Reproduce all the records below word for word, leaving out the pictures.

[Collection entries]
—————

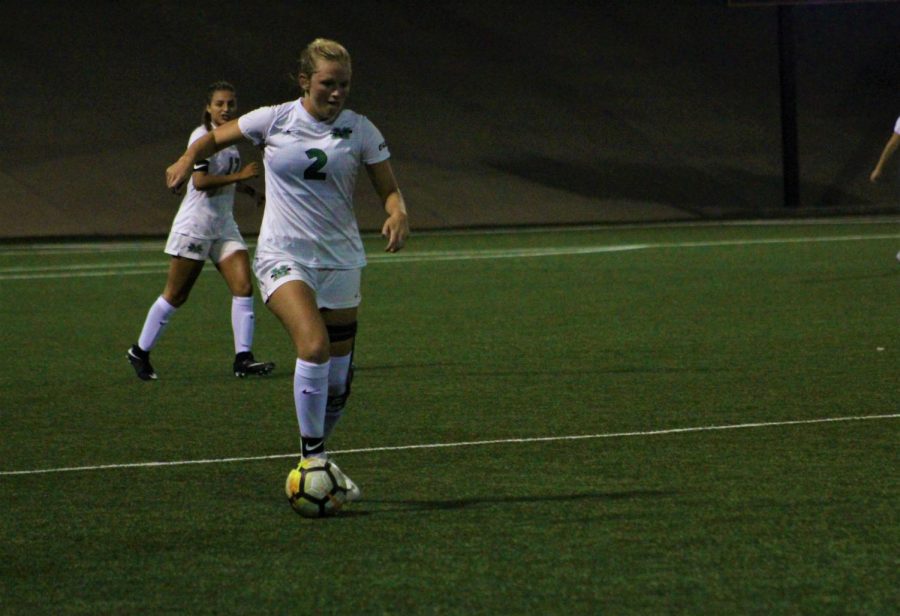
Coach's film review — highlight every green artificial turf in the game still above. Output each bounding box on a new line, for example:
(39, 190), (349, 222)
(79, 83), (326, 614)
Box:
(0, 221), (900, 614)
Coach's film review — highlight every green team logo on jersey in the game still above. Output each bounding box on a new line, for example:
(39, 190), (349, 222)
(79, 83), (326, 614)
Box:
(269, 265), (291, 280)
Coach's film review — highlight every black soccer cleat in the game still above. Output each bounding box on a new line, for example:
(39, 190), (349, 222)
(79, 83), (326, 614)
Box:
(234, 351), (275, 378)
(128, 344), (157, 381)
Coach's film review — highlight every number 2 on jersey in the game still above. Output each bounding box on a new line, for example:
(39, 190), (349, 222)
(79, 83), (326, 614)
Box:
(303, 148), (328, 180)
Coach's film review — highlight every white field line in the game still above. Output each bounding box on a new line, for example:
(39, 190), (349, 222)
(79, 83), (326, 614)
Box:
(0, 413), (900, 477)
(0, 233), (900, 281)
(0, 215), (900, 256)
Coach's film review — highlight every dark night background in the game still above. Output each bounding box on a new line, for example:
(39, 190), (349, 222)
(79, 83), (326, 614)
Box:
(0, 0), (900, 238)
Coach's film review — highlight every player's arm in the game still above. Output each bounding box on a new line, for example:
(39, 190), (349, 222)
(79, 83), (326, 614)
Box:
(869, 133), (900, 182)
(191, 162), (259, 191)
(366, 160), (409, 252)
(166, 119), (244, 191)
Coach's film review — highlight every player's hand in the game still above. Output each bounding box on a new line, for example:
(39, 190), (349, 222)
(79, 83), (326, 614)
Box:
(166, 156), (194, 195)
(381, 212), (409, 252)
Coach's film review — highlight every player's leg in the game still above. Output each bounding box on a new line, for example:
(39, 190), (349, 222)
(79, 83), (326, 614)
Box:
(127, 256), (203, 381)
(322, 307), (358, 439)
(266, 278), (330, 457)
(211, 242), (275, 377)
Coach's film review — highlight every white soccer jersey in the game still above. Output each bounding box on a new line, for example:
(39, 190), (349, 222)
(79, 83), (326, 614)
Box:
(172, 125), (241, 239)
(238, 100), (390, 269)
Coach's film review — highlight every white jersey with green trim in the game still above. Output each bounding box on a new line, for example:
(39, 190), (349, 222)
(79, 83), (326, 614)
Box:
(238, 100), (390, 269)
(172, 125), (241, 239)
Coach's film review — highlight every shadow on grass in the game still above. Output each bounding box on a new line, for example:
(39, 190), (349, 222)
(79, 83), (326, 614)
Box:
(341, 490), (675, 516)
(797, 268), (900, 284)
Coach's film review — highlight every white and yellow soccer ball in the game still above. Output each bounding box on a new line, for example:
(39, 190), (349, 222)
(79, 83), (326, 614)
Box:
(284, 458), (347, 518)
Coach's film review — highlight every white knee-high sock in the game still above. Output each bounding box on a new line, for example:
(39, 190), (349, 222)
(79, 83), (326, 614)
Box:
(325, 354), (353, 439)
(294, 358), (330, 456)
(231, 295), (255, 355)
(138, 295), (178, 351)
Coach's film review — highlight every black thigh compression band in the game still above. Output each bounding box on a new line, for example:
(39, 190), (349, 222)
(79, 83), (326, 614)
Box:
(326, 321), (356, 342)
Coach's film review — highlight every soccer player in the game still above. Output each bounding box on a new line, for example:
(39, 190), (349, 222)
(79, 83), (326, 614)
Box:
(166, 39), (409, 500)
(127, 81), (275, 381)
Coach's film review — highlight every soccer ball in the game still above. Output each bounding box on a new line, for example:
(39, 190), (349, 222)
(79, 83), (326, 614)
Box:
(284, 458), (347, 518)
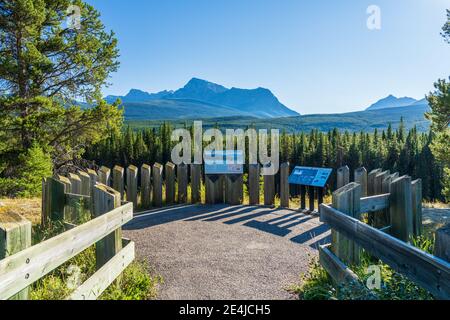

—————

▶ FULL OUTPUT:
Coach's film review — highlight every green artificial turf in the game still above. Output each bounding box on a new line, for example:
(39, 190), (349, 222)
(79, 83), (326, 614)
Box:
(0, 221), (900, 614)
Coach's film review — highlight every green team logo on jersey in the game still above. Output each bounding box on a new line, for example:
(39, 190), (349, 222)
(79, 83), (326, 614)
Box:
(269, 265), (291, 280)
Coach's film review — highlight every black soccer cleat in the game still above. Output each bounding box on a new line, for example:
(39, 190), (349, 222)
(79, 83), (326, 614)
Box:
(234, 351), (275, 378)
(128, 344), (157, 381)
Coach's film review — highlight every number 2 on jersey in the game still above. Output each bounding box on a new line, for example:
(39, 190), (349, 222)
(79, 83), (326, 614)
Box:
(303, 148), (328, 180)
Coach's film review — highlight every white field line in the game still above. Output each bounding box on a new line, for example:
(39, 190), (349, 222)
(79, 83), (326, 614)
Box:
(0, 413), (900, 477)
(0, 233), (900, 281)
(0, 215), (900, 256)
Coach's film review — highlight every dark night background in the game still above. Output each bounding box on a new line, for example:
(39, 190), (349, 222)
(79, 83), (326, 614)
Box:
(0, 0), (900, 238)
Coach's film review — highlight every player's arm in the game still above. Output each bounding box on a new line, for example:
(39, 190), (349, 222)
(79, 83), (326, 614)
Box:
(869, 133), (900, 182)
(191, 162), (259, 191)
(366, 160), (409, 252)
(166, 119), (244, 191)
Coach's film review — highlight every player's hand in the game still above. Output each bounding box on a new line, for example:
(39, 190), (349, 222)
(79, 83), (326, 614)
Box:
(166, 156), (194, 195)
(381, 212), (409, 252)
Coach's film review — highlight every player's leg in the game still above. Output each bounding box on a new line, for example:
(39, 190), (349, 222)
(79, 83), (326, 614)
Box:
(127, 256), (203, 381)
(322, 307), (358, 439)
(266, 278), (330, 457)
(211, 242), (275, 377)
Coach's film review — highlight every white soccer jersey in the game still above. Output each bounding box on a new line, for example:
(39, 190), (349, 222)
(79, 83), (326, 614)
Box:
(172, 125), (241, 239)
(238, 100), (390, 269)
Coach's film review — highlight every white jersey with green trim in the game still above. Output each bounding box on a new line, for example:
(39, 190), (349, 222)
(79, 83), (326, 614)
Box:
(238, 100), (390, 269)
(172, 125), (241, 239)
Coach's film review — highlight every shadow on grass in the game still above. Output each bounding box on a new line, for example:
(39, 190), (349, 222)
(79, 83), (326, 614)
Box:
(341, 490), (675, 516)
(797, 268), (900, 284)
Coach's film review — highlight every white and yellow soccer ball in the game still above. Output each bounding box on a new line, for example:
(39, 190), (349, 222)
(79, 83), (326, 614)
Box:
(284, 458), (347, 518)
Coach's film review — highlight every white knee-high sock in the game still above. Output each bounding box on a new line, for example:
(39, 190), (349, 222)
(79, 83), (326, 614)
Box:
(325, 354), (353, 439)
(294, 358), (330, 456)
(231, 295), (255, 355)
(138, 295), (178, 351)
Coach's film review — highlight every black thigh compression band in the game still above. Output each bounding box on a new line, for example:
(39, 190), (349, 222)
(79, 83), (326, 614)
Box:
(326, 321), (356, 342)
Coach's film review — highlight every soccer player in the game still above. Output each bounding box on a new line, for example:
(39, 190), (349, 222)
(79, 83), (326, 614)
Box:
(166, 39), (409, 500)
(127, 81), (275, 381)
Coach's film review — highlight every soccer ball in the game still above. Output each bounding box on a new line, for example:
(39, 190), (349, 222)
(79, 83), (326, 614)
Box:
(284, 458), (347, 518)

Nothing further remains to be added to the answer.